▶ STATED PROBLEM: Retype every line of the data below without changing a single character.

┌─ RECORDS FOR THIS EXERCISE

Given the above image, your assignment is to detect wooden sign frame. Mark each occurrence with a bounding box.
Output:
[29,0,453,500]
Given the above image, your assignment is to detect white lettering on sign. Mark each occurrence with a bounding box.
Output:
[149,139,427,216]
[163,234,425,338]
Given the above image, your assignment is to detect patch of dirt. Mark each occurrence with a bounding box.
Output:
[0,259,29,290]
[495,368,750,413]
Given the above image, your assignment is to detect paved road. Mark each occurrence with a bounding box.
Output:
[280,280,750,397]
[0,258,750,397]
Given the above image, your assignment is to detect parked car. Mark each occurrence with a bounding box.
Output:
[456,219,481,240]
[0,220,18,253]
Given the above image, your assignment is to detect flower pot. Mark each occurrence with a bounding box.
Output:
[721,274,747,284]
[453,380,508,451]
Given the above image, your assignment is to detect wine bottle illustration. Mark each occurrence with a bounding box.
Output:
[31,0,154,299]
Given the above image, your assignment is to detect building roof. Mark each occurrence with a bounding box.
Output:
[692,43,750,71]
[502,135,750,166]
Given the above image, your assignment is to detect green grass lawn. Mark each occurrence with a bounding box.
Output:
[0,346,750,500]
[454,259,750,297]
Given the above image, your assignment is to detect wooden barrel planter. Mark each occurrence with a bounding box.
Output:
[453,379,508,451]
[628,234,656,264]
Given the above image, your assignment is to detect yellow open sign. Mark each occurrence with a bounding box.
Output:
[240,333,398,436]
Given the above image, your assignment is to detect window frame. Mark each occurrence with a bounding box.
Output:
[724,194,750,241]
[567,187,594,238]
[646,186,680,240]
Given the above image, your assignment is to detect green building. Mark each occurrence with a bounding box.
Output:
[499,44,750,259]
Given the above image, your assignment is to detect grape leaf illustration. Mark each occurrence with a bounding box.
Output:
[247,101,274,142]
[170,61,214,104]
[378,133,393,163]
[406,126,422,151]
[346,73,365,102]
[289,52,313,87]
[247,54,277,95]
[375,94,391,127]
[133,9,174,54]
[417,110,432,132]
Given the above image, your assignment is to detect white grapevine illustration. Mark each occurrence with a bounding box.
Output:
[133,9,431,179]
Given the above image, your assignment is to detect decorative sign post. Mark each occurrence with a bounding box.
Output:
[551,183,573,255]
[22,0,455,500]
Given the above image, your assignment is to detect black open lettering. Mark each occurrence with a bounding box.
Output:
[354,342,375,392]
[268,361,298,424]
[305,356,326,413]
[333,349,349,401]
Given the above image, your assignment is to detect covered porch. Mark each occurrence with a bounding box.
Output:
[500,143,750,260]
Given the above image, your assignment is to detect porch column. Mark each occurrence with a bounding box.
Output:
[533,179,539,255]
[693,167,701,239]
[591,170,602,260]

└─

▶ FULL RESPONSE:
Given the above image, your assignment is to detect wooden sign frame. Mark each occurrence with a bounding box.
Output:
[29,0,453,500]
Given the above image, your assignment is to detect white lettering on sign. Mark each occurrence with a bounding box.
Output:
[149,139,427,216]
[163,234,425,338]
Given the above image, your assignment is to detect patch of dirt. Mark each occurrence with a bounding box.
Output:
[0,259,29,290]
[495,368,750,413]
Given the above image, your assignment is to detect paved road. Mark each occurrence with a bounding box.
Output:
[280,280,750,397]
[0,258,750,397]
Given the above image, your assignment is to detect parked car. Mark each occurrence with a bounding box.
Output:
[456,219,481,240]
[0,220,18,253]
Given the above image, your assignment is to detect flower pot. Mark each occurrence with a bounding box.
Output:
[721,274,747,284]
[453,380,508,451]
Given the above image, your assignment is to detect wine bottle illustration. Mark each occurrence with a bounding box.
Output:
[31,0,154,299]
Given the above image, your assignment is to detect building roof. Mark each occurrence with a bounding box.
Output:
[692,43,750,71]
[502,135,750,166]
Given the above image, your assignment is to detect green grass lawn. Mark each occurrence with a bounding box.
Output:
[0,346,750,500]
[454,259,750,297]
Given the above image, your assignment is to detect wooden barrel planter. Mark each occurrence with a bounding box.
Output:
[453,379,508,451]
[628,234,656,264]
Given the above image, your assignment is to detect yellow open sign. Mark each occurrence with a bounding box.
Output:
[240,333,398,436]
Given the above image, your assignment is to detect window frame. Mark each occurrence with a bounding box.
Output:
[724,194,750,241]
[567,187,594,238]
[646,186,680,240]
Given the above image, your assignment is to detect green building. Mark each occurrence with a bounding box.
Output:
[499,44,750,259]
Given the above image, your assignment is to detect grape leaf illustration. Mark each occurrence with a bounding box.
Output:
[247,101,274,142]
[170,61,214,104]
[378,133,393,163]
[406,126,422,151]
[346,73,365,102]
[289,52,313,87]
[247,54,277,95]
[375,94,391,127]
[133,9,174,54]
[417,110,432,132]
Given the above image, your assignment is to detect white grapevine illustration. Mark each occurrence with a bounding box.
Output:
[133,9,431,179]
Given the above image, your assignment is to detect decorative sign post. Mark each occurrence with a bounding box.
Output:
[551,183,573,255]
[22,0,455,500]
Given the above image, your assignment is to detect black open lettering. Mark each occurrence with a bounding box.
Output:
[354,342,375,392]
[268,361,298,424]
[305,356,326,413]
[333,349,349,401]
Given the above image, your assignment is to detect covered porch. Mark each occurrence with a bounding box.
Output:
[500,143,750,260]
Given the above image, your assignment is to detect porch column. Mark each occurrence with a bounding box.
Output:
[533,179,539,255]
[693,167,701,239]
[591,170,602,260]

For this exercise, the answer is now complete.